§ **Work request**:
The answer must repeat every record exactly, with all pictures omitted.

○ ○ ○ ○ ○

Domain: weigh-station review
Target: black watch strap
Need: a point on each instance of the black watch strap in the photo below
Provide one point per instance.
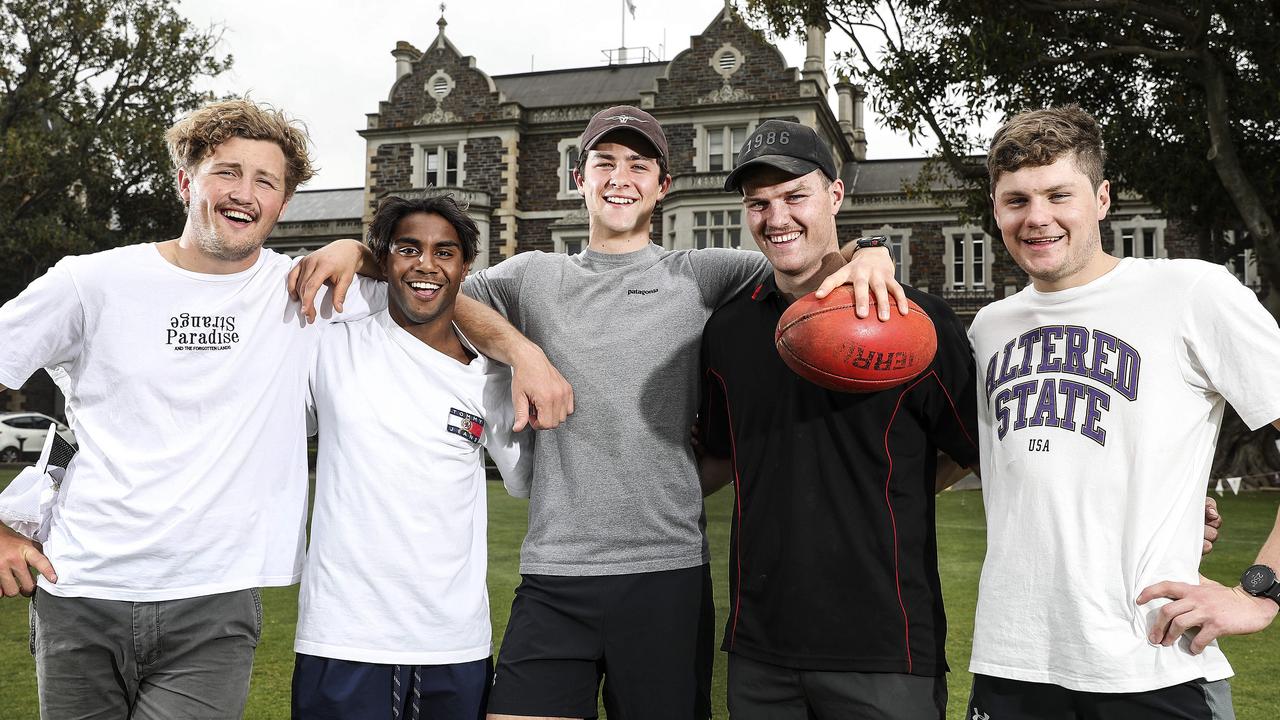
(871, 241)
(1260, 580)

○ ○ ○ ○ ○

§ **Your solution**:
Domain: weigh-station review
Target: black watch strap
Need: a point on each instance of the black watch strap in the photo below
Provide one point per instance.
(871, 241)
(1260, 580)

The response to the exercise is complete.